Records
** START **

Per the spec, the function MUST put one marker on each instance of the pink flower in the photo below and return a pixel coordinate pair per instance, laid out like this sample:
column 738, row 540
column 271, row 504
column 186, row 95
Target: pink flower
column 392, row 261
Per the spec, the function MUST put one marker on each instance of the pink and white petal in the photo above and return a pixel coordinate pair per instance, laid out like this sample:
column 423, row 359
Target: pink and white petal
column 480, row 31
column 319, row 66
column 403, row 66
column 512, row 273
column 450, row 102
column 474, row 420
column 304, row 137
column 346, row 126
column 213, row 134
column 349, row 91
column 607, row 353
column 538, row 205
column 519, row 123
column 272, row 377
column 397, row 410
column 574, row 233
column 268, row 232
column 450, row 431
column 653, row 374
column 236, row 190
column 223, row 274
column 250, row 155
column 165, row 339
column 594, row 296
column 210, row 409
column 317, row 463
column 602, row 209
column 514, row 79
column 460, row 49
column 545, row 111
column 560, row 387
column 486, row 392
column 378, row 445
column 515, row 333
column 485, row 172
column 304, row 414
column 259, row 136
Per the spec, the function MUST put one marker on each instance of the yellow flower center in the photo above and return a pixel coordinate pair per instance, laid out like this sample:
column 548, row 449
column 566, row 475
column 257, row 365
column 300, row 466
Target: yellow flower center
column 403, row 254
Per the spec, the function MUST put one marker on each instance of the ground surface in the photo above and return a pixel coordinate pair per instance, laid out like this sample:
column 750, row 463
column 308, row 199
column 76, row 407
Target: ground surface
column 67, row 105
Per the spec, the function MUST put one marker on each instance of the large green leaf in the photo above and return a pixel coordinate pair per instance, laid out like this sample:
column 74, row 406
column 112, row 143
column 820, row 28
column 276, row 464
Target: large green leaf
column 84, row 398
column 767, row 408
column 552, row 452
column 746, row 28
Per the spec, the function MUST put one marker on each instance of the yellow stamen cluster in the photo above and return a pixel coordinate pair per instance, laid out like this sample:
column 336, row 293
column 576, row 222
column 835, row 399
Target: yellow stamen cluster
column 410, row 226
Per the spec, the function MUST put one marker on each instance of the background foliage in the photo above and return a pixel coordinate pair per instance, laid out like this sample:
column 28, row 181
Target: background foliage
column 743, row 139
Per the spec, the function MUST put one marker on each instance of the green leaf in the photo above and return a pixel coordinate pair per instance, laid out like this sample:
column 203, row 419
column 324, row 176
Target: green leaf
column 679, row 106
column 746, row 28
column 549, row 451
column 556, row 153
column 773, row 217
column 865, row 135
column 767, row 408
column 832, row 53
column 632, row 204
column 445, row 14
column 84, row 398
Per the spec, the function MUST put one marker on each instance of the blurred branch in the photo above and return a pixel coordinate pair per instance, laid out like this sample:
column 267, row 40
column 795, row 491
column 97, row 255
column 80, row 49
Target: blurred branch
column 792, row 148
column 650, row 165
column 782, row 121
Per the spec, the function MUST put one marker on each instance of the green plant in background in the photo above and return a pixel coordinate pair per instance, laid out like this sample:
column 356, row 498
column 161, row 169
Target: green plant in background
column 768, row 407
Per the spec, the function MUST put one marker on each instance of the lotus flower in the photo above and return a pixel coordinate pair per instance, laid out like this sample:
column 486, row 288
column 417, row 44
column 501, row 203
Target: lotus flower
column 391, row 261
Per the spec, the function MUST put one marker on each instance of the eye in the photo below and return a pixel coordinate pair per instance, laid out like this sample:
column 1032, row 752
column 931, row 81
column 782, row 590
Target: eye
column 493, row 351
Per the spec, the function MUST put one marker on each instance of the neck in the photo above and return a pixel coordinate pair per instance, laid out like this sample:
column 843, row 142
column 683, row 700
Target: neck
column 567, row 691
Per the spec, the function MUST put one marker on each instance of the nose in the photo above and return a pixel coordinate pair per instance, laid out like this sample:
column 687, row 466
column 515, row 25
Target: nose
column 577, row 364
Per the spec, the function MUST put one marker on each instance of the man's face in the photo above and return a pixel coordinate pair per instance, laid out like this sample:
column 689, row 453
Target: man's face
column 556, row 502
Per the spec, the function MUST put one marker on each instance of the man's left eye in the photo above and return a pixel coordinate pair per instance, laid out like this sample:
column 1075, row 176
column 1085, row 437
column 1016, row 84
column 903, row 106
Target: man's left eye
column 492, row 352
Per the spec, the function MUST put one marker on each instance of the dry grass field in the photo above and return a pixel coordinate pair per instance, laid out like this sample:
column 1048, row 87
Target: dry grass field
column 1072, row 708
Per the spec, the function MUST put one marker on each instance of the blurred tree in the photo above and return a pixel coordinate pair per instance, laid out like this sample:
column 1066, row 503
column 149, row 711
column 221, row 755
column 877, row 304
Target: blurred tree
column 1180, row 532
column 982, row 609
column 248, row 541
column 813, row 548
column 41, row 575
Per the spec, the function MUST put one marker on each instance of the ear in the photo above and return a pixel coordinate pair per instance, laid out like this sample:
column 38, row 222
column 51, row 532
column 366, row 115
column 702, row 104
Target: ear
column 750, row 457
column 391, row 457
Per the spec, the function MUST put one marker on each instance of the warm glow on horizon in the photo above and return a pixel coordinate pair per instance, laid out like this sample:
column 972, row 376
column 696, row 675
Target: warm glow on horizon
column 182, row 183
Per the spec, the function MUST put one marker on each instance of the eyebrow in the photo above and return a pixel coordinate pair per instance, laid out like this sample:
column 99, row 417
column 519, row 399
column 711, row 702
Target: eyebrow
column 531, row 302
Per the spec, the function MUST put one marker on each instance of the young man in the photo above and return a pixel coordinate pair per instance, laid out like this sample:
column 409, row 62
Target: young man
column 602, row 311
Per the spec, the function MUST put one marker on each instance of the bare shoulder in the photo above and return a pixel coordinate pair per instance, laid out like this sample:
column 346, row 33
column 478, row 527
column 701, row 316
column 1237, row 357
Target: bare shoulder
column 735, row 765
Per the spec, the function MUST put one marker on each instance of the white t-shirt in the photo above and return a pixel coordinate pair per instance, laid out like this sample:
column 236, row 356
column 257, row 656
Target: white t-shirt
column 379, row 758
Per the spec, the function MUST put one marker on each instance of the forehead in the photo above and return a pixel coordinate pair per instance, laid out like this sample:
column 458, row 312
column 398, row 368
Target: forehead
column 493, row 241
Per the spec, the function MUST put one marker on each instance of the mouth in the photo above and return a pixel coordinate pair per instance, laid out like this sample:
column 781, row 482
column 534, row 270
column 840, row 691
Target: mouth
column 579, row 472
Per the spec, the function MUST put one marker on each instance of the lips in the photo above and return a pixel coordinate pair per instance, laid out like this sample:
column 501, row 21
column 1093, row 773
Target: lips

** END **

Rewrite the rows as a Markdown table with the columns No. and Line. Start at the beginning of the Records and end with the line containing "column 67, row 105", give each line its own number, and leave out any blank lines.

| No. | Line |
|---|---|
| 1 | Per the spec, the function MUST put one marker on each instance of the pink flower in the photo below and return a pixel coordinate pair per instance, laid out like this sample: |
| 2 | column 738, row 540 |
| 3 | column 271, row 504 |
| 4 | column 186, row 95 |
| 5 | Target: pink flower |
| 6 | column 392, row 261 |
| 7 | Per the spec, the function MUST put one marker on each instance of the pink and white petal in the photo above and return a pixel coordinate pair per instance, laid out like this sample: |
| 8 | column 423, row 359 |
| 9 | Target: pink and white petal |
| 10 | column 480, row 31 |
| 11 | column 319, row 66 |
| 12 | column 403, row 66 |
| 13 | column 512, row 273 |
| 14 | column 450, row 102 |
| 15 | column 474, row 420 |
| 16 | column 304, row 137 |
| 17 | column 346, row 126 |
| 18 | column 213, row 134 |
| 19 | column 349, row 91 |
| 20 | column 607, row 353 |
| 21 | column 538, row 205 |
| 22 | column 519, row 123 |
| 23 | column 272, row 377 |
| 24 | column 397, row 410 |
| 25 | column 574, row 233 |
| 26 | column 268, row 232 |
| 27 | column 450, row 431 |
| 28 | column 653, row 374 |
| 29 | column 236, row 190 |
| 30 | column 223, row 274 |
| 31 | column 250, row 155 |
| 32 | column 165, row 339 |
| 33 | column 594, row 296 |
| 34 | column 210, row 409 |
| 35 | column 317, row 463 |
| 36 | column 602, row 209 |
| 37 | column 514, row 79 |
| 38 | column 460, row 49 |
| 39 | column 545, row 111 |
| 40 | column 560, row 387 |
| 41 | column 486, row 392 |
| 42 | column 378, row 445 |
| 43 | column 515, row 333 |
| 44 | column 485, row 172 |
| 45 | column 304, row 414 |
| 46 | column 259, row 136 |
| 47 | Per the spec, the function MUST put one marker on each instance of the yellow flower center in the photo above and return a pixel coordinate pair per instance, laid out like this sample: |
| 48 | column 548, row 449 |
| 49 | column 566, row 475 |
| 50 | column 257, row 365 |
| 51 | column 300, row 466 |
| 52 | Target: yellow flower center |
| 53 | column 403, row 254 |
| 54 | Per the spec, the function MUST put one marker on each instance of the ground surface in the photo above and return a pixel coordinate pair per instance, laid out like this sample: |
| 55 | column 750, row 463 |
| 56 | column 308, row 199 |
| 57 | column 76, row 407 |
| 58 | Target: ground surface |
| 59 | column 67, row 105 |